* Your instructions *
Tally every line of the material that includes "walkway", then give the tally and nothing else.

* Data supplied *

--

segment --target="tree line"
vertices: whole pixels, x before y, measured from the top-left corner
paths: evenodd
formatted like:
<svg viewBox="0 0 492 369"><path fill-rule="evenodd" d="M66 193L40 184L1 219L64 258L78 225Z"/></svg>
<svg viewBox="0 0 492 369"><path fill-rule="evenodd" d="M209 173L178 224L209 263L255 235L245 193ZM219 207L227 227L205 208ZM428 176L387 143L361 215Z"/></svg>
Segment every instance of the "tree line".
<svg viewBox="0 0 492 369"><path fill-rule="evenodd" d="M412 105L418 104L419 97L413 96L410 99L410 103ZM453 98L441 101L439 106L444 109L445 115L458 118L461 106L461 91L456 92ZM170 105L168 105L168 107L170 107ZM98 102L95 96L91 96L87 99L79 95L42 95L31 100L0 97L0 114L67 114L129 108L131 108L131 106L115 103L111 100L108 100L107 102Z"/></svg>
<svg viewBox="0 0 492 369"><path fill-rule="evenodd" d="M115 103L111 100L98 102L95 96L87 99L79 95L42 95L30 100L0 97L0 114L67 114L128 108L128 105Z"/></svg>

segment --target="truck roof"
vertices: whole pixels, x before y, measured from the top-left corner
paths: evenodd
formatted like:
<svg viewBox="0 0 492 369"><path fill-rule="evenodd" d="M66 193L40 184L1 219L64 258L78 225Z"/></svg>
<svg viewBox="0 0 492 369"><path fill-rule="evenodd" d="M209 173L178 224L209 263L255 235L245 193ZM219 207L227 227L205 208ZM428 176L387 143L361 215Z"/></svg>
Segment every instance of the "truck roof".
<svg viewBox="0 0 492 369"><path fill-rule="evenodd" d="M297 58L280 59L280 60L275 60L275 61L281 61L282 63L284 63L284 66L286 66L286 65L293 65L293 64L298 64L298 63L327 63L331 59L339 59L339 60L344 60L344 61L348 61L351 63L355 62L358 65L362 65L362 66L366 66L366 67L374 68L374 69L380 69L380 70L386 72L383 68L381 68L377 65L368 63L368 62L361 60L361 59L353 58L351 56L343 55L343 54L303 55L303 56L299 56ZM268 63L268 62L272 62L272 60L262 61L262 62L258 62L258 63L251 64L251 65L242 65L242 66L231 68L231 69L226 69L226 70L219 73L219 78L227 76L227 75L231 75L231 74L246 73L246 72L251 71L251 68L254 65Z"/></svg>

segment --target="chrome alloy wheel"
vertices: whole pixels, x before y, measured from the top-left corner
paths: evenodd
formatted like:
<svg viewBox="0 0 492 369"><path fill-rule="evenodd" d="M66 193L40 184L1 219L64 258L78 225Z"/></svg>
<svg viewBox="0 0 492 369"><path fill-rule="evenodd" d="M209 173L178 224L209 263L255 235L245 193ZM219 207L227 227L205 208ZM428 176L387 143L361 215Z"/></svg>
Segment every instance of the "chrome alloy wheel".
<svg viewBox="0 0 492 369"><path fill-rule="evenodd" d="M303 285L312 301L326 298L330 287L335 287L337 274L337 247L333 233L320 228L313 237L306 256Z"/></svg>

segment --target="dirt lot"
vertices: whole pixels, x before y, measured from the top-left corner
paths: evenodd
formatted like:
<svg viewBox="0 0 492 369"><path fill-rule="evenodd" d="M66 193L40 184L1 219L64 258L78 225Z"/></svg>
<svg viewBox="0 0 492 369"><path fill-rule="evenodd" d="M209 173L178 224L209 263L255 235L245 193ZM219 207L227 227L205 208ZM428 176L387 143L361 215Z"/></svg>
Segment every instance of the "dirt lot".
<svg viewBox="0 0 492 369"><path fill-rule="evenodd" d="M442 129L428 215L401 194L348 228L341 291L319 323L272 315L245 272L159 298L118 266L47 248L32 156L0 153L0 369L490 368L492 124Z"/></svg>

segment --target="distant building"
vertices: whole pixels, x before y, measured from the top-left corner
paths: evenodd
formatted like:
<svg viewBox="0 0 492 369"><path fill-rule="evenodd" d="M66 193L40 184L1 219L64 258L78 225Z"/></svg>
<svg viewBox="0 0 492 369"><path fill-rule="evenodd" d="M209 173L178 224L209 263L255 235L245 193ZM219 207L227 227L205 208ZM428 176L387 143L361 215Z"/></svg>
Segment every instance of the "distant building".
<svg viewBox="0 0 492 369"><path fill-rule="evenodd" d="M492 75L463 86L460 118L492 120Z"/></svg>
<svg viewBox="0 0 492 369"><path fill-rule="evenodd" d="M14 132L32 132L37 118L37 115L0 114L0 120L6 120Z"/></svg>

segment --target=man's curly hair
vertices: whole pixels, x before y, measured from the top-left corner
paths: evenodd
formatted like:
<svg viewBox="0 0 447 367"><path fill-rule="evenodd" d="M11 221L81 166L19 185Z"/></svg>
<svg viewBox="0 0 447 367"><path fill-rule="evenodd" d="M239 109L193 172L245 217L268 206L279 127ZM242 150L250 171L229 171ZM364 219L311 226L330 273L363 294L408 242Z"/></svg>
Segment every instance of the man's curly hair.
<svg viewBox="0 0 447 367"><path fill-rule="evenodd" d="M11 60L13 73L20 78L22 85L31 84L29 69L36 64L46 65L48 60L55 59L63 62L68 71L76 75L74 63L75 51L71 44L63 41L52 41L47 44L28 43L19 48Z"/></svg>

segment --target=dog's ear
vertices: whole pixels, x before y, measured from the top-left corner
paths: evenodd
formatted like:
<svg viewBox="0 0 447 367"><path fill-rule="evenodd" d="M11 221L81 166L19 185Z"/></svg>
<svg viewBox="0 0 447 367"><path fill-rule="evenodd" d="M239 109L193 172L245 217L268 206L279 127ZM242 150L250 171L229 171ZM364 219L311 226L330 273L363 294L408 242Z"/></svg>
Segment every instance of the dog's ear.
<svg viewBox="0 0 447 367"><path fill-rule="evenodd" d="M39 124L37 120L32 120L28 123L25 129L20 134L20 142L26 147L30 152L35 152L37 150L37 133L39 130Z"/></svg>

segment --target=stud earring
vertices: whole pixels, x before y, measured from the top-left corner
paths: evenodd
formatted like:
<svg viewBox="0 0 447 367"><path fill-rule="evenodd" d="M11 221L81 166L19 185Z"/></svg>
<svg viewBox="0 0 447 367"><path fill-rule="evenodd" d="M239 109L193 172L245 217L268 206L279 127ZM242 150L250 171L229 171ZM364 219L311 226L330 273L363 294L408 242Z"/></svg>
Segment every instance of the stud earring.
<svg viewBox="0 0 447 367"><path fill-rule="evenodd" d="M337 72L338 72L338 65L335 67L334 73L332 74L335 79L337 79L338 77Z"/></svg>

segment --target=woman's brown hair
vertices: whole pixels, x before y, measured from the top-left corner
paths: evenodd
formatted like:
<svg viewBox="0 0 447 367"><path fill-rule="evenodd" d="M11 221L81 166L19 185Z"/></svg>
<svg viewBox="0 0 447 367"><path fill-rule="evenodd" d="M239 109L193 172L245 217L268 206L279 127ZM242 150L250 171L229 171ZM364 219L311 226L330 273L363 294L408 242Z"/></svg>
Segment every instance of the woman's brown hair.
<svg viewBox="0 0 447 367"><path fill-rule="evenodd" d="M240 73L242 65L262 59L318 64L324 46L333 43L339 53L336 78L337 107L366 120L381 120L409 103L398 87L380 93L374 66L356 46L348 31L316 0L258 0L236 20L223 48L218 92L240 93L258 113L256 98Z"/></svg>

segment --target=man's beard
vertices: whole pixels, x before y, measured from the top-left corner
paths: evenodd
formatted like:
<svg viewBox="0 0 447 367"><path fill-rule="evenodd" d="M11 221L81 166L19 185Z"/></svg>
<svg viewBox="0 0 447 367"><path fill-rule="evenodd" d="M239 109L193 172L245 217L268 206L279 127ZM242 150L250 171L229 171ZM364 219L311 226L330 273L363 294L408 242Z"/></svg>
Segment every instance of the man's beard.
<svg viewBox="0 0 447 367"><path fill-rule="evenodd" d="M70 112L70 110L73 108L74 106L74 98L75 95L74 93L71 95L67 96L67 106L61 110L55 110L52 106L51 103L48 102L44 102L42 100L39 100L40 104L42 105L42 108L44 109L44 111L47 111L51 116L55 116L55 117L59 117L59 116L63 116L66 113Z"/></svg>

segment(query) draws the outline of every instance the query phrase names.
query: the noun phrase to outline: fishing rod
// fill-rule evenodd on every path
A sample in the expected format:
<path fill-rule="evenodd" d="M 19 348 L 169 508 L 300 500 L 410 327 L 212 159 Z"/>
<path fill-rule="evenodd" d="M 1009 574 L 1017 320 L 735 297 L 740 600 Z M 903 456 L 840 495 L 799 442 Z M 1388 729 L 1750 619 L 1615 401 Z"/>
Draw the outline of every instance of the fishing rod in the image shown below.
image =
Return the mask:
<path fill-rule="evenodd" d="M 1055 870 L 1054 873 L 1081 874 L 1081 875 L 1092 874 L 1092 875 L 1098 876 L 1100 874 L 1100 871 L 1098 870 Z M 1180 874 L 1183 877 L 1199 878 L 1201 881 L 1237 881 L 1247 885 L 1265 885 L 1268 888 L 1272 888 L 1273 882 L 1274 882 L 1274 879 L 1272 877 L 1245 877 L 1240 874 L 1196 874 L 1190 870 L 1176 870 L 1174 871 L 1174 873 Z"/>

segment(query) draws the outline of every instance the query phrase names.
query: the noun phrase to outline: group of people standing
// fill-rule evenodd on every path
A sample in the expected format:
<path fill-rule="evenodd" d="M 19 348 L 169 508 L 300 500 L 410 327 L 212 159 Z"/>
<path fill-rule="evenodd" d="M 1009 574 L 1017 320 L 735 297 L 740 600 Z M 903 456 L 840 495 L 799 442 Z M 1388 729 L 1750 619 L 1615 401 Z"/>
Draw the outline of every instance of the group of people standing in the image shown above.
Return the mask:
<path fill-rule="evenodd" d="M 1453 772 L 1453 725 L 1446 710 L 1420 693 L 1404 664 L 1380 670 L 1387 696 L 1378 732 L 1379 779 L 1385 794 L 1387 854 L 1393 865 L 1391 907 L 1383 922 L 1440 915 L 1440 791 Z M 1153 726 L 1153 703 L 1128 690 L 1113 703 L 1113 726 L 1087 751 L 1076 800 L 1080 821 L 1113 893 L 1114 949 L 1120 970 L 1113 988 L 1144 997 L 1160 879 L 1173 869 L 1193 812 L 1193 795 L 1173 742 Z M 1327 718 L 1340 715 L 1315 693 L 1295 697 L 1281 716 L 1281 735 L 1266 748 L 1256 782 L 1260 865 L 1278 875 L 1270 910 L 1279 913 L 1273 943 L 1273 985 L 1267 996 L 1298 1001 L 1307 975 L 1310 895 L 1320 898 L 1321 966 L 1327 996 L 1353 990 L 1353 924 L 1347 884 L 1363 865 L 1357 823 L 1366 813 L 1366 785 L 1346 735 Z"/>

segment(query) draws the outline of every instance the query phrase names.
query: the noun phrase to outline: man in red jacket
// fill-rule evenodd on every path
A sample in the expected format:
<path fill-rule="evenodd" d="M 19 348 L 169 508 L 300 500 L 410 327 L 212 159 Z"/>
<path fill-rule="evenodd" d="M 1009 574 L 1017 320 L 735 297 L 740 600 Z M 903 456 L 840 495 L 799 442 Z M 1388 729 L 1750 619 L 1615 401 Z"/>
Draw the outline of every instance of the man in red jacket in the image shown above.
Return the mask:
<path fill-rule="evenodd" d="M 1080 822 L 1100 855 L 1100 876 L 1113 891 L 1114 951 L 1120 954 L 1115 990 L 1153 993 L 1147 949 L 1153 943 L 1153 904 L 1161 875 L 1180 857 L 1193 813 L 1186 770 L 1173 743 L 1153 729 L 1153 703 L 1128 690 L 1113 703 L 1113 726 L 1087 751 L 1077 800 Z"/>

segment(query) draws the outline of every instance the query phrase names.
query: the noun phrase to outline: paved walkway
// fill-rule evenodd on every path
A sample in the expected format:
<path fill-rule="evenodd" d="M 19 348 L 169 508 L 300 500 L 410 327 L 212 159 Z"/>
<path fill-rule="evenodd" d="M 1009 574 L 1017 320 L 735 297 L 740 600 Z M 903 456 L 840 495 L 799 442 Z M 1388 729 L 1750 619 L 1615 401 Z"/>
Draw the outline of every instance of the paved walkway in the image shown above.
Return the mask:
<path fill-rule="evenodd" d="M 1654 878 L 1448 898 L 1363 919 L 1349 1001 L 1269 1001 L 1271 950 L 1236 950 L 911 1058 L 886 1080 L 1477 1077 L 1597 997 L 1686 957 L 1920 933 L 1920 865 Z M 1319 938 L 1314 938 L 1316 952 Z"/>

--

* Task response *
2